Wikidata:WikidataCon 2017/Submissions/Wikidata for biomedical knowledge integration and curation

 This is an Open submission for WikidataCon 2017 that has not yet been reviewed by the members of the Program Committee.

Submission no. 76
Title of the submission
Wikidata for biomedical knowledge integration and curation

Author(s) of the submission
Gregory Stupp (presenting), Sebastian Burgstaller, Tim Putman, Andra Waagmeester (attending), Julia Turner, Elvira Mitraka, Matthew Jacobson, Núria Queralt-Rosinach, Paul Pavlidis, Lynn Schriml, Benjamin Good, Andrew Su
E-mail address
gstupp@scripps.edu
Country of origin
USA
Affiliation, if any (organisation, company etc.)
Scripps Research (Q793867), Micelio (Q28381786), University of Maryland, Baltimore (Q4119470), University of British Columbia (Q391028)

Type of session
Talk
Length of session
30-45 min
Ideal number of attendees
50
EtherPad for documentation
https://etherpad.wikimedia.org/p/WikidataCon-76

Abstract

The sum total of biomedical knowledge is accumulating at an explosive rate. There are now over 1.2 million new articles published every year, averaging to one new article every 26 seconds. Unfortunately, however, the entirety of that knowledge is not easily accessible. In most cases, biomedical knowledge is locked away in free-text research articles, which are very difficult to use for querying and computation. In some cases, that knowledge has been deposited in structured databases, but even then the fragmented landscape of such databases is a barrier to knowledge integration.

Here, we describe the use of Wikidata as an open, community-maintained biomedical knowledge base. We have seeded Wikidata with data on key biomedical entities, including genes, proteins, diseases, drugs, genetic variants, and microbes. To ensure source databases are properly credited, we have implemented a standardized model for referencing and attribution. These data, combined with other data sets imported by the broader Wikidata community, enable powerful integrative queries that span multiple domain areas via the Wikidata SPARQL endpoint.

The emphasis of this abstract is on Wikidata as resource for biomedical Open Data that can serve as a foundation for other bioinformatics applications and analyses. In addition, the code developed to execute this project is also available as Open Source software. This suite of code includes modules for populating Wikidata, for automatically synchronizing with source databases, and for creating domain-specific applications to engage specific user communities.

What will attendees take away from this session?

Point localization data
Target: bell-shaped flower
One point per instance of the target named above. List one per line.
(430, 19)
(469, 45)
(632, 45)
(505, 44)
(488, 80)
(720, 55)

= EXERCISE SET =
a) Condense the paragraph of the submission that begins "Here, we describe" into a brief bulleted list that keeps its main facts.
b) Give a passage of the submission again with "attending" changed to "present". Begin at the words "Submission no. 76" and stop after "(organisation, company etc.)".

= OUTPUTS BY TASK =
a)
- Wikidata is used as an open, community-maintained biomedical knowledge base.
- Wikidata has been seeded with data on key biomedical entities: genes, proteins, diseases, drugs, genetic variants, and microbes.
- A standardized model for referencing and attribution ensures that source databases are properly credited.
- These data, together with data sets imported by the broader Wikidata community, support integrative queries across multiple domain areas through the Wikidata SPARQL endpoint.

b)
Submission no. 76
Title of the submission
Wikidata for biomedical knowledge integration and curation

Author(s) of the submission
Gregory Stupp (presenting), Sebastian Burgstaller, Tim Putman, Andra Waagmeester (present), Julia Turner, Elvira Mitraka, Matthew Jacobson, Núria Queralt-Rosinach, Paul Pavlidis, Lynn Schriml, Benjamin Good, Andrew Su
E-mail address
gstupp@scripps.edu
Country of origin
USA
Affiliation, if any (organisation, company etc.)